[Point localization data]
>>>>>

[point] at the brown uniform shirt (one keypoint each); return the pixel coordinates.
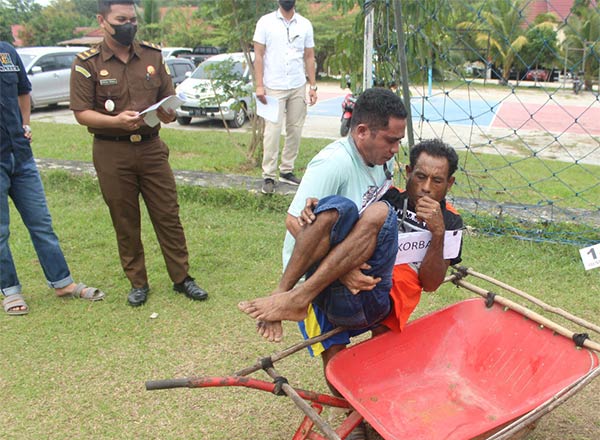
(98, 77)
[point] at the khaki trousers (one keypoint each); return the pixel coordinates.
(126, 171)
(292, 110)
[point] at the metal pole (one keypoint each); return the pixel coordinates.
(368, 48)
(565, 72)
(403, 70)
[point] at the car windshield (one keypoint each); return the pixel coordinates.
(210, 68)
(27, 59)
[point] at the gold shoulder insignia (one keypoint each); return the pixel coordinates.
(87, 54)
(150, 45)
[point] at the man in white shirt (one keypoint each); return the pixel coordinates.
(284, 51)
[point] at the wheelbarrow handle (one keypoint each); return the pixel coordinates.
(167, 384)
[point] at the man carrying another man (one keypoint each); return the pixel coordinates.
(346, 232)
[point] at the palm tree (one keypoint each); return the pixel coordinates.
(502, 31)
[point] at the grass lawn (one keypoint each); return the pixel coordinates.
(73, 369)
(487, 176)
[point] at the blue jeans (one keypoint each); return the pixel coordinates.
(21, 181)
(367, 308)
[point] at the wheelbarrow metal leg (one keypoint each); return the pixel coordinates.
(304, 431)
(330, 434)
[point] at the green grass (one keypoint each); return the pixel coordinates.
(73, 369)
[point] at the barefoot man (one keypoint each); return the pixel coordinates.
(346, 233)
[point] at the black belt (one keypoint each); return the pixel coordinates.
(133, 138)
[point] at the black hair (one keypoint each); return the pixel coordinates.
(436, 148)
(104, 5)
(375, 106)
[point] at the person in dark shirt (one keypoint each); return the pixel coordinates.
(20, 180)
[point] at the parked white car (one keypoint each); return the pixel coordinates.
(49, 70)
(201, 97)
(173, 52)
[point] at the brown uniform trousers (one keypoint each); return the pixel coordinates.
(125, 171)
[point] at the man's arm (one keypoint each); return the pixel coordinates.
(309, 63)
(127, 120)
(433, 267)
(25, 107)
(259, 71)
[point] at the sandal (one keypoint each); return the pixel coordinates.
(84, 292)
(12, 302)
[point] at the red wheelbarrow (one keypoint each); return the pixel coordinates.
(480, 368)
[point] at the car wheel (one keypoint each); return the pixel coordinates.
(239, 118)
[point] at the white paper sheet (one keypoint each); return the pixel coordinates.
(270, 110)
(169, 103)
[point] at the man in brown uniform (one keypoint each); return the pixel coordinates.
(110, 84)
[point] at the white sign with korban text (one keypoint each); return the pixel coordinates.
(412, 246)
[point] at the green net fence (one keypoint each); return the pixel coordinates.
(514, 87)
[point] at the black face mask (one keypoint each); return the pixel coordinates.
(124, 33)
(287, 5)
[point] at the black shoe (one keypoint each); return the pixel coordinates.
(289, 178)
(268, 186)
(138, 296)
(190, 289)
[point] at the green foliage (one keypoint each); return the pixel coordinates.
(53, 24)
(151, 11)
(233, 21)
(181, 28)
(542, 46)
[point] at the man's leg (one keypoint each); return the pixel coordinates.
(115, 164)
(27, 193)
(354, 250)
(9, 281)
(157, 185)
(294, 121)
(272, 137)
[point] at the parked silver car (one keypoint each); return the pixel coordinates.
(202, 98)
(49, 70)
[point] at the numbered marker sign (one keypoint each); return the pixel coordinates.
(590, 256)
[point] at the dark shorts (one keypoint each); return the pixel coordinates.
(336, 305)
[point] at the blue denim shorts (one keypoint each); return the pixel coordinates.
(365, 309)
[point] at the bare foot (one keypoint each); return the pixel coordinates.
(271, 331)
(277, 307)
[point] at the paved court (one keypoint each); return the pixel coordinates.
(547, 116)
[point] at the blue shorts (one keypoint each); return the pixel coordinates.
(336, 305)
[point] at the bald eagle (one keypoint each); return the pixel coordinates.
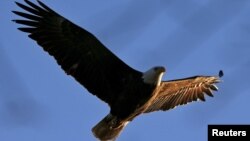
(127, 91)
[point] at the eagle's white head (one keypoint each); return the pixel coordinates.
(154, 75)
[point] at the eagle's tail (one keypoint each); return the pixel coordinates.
(108, 128)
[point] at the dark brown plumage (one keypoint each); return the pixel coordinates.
(127, 91)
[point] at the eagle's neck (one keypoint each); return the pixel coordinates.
(153, 76)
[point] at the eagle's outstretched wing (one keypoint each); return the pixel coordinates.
(77, 51)
(179, 92)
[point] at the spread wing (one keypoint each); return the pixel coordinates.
(179, 92)
(78, 52)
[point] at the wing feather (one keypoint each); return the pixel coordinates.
(179, 92)
(78, 52)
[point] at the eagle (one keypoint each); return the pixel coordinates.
(127, 91)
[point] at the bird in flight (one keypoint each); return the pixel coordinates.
(127, 91)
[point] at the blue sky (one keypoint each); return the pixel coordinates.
(39, 102)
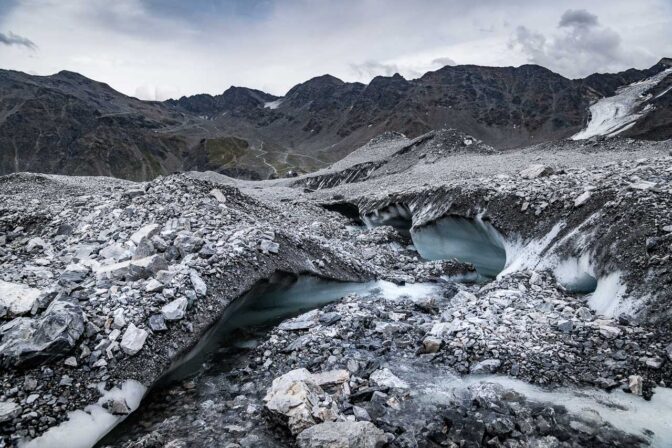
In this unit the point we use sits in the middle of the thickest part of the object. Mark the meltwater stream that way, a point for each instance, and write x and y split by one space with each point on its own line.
245 322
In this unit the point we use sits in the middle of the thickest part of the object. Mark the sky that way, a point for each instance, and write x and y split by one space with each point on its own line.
158 49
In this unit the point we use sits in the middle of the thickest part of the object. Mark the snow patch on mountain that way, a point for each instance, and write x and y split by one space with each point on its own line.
615 114
273 104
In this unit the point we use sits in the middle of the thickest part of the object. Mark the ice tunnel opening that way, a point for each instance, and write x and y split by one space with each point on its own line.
398 216
347 209
474 241
248 320
576 275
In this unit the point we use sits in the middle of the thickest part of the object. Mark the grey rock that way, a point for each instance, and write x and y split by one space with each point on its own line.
34 340
133 339
486 366
74 273
565 325
17 299
9 411
197 282
176 309
535 171
157 323
187 243
342 435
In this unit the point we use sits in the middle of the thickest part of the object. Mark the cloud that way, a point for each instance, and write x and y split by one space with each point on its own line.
577 17
208 45
442 62
15 39
369 69
580 47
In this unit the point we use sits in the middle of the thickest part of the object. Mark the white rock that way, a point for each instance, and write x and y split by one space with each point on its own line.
642 185
36 243
486 366
295 398
70 362
217 194
609 332
198 283
385 378
119 318
147 231
153 286
17 298
8 411
332 377
534 171
176 309
133 339
582 199
342 435
115 252
635 384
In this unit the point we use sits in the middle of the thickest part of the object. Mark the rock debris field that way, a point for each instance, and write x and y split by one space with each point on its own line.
106 285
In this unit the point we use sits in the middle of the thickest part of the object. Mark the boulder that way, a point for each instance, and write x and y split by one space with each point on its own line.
187 243
636 384
176 309
147 231
342 435
385 378
133 269
74 273
535 171
297 402
198 283
30 341
116 252
18 299
133 339
486 366
9 410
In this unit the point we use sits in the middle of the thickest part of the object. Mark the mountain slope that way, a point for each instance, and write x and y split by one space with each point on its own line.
66 123
69 124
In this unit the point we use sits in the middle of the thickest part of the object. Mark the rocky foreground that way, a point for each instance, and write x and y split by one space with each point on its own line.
104 281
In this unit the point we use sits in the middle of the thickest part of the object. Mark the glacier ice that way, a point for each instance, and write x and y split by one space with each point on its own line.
468 240
615 114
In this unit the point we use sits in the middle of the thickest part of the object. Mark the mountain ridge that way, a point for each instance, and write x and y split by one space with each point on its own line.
69 124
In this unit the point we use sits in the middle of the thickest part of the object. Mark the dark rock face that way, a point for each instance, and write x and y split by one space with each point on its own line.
28 341
68 124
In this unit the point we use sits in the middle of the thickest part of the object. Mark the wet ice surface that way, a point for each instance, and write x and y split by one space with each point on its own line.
612 115
245 322
467 240
84 428
626 412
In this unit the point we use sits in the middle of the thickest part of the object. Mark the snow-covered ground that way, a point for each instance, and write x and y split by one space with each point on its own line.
273 104
612 115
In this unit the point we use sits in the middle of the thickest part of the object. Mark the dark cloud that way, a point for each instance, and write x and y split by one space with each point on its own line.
374 68
582 46
15 39
578 17
443 61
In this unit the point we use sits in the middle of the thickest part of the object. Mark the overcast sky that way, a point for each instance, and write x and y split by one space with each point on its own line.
156 49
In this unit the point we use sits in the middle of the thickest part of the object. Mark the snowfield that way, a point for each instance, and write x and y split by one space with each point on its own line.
615 114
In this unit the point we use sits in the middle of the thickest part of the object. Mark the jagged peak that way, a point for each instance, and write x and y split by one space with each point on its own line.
666 62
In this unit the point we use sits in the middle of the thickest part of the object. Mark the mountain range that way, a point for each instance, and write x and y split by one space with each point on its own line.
69 124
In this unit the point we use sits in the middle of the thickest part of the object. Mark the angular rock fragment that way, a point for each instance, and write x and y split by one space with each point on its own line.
342 435
486 366
297 402
18 299
28 341
133 339
197 282
176 309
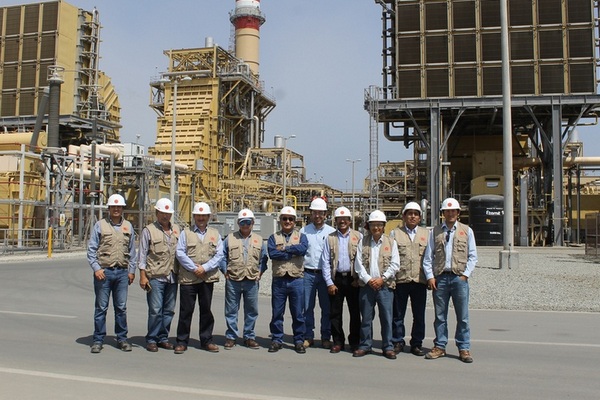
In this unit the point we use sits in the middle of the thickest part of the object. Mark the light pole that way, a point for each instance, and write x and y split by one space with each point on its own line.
353 162
285 139
174 79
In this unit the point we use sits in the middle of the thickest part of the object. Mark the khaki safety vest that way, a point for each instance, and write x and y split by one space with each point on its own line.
160 261
411 255
294 267
383 262
200 251
113 249
237 268
460 249
334 253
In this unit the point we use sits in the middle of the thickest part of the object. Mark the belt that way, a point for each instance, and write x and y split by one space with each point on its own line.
115 267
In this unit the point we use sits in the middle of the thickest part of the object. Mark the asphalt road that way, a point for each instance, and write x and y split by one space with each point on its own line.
46 309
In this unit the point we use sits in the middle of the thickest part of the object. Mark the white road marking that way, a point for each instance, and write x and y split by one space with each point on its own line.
37 314
146 386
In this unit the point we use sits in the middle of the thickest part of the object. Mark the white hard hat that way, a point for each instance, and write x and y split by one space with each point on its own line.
201 208
318 204
245 214
342 212
164 205
116 200
450 204
411 206
287 210
377 216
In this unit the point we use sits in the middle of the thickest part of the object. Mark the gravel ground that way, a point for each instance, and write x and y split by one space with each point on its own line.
546 279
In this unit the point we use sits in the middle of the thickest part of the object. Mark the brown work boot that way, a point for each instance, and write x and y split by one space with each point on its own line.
436 352
465 356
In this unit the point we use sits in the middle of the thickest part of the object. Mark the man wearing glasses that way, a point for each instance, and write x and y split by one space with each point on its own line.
316 233
450 258
287 248
337 260
376 265
246 257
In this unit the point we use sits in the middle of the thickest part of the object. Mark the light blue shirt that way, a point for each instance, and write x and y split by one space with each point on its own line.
364 275
316 243
343 257
471 256
187 263
94 243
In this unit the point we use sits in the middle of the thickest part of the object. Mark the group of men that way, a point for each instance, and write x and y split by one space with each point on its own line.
333 265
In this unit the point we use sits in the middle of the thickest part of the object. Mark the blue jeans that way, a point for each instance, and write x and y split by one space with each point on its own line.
161 308
314 285
234 291
451 286
117 283
282 289
417 292
384 299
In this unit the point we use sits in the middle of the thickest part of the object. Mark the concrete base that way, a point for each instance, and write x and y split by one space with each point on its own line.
509 259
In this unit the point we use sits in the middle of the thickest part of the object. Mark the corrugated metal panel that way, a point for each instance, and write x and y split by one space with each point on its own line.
31 20
436 49
579 11
409 18
465 48
523 79
437 82
520 12
9 102
13 20
550 13
465 82
463 13
521 45
492 81
552 78
436 16
29 48
50 16
409 83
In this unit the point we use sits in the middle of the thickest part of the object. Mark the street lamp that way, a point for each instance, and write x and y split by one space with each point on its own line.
175 79
285 139
353 162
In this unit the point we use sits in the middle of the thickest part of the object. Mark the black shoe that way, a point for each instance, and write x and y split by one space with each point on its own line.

<<<<<

Description of the task:
Output exactly the lines from the one containing "Mark the corrugated" through the last line of the entries, both ends included.

Reply:
In this unit the point we use sits in the middle of the thickest part of the object. Mark the corrugated metal panel that way, a point for each instance, and write x and y split by one space with each point on its own line.
31 20
436 49
579 11
409 18
465 48
523 79
437 82
520 12
9 102
13 20
550 13
465 82
463 13
521 45
492 81
552 78
436 16
29 48
50 16
409 83
In this unit the point we use sits in the middle of the thickest part of the object. Mark the street lamp that way, a point for each instance, and write x and y split by one space with each point on its own line.
175 79
285 139
353 162
In this unit the point we use sits in the middle of the thickest part of the object. Mark the black shoe that way, a point for each instance, and write x and y split by one space with each point on its own line.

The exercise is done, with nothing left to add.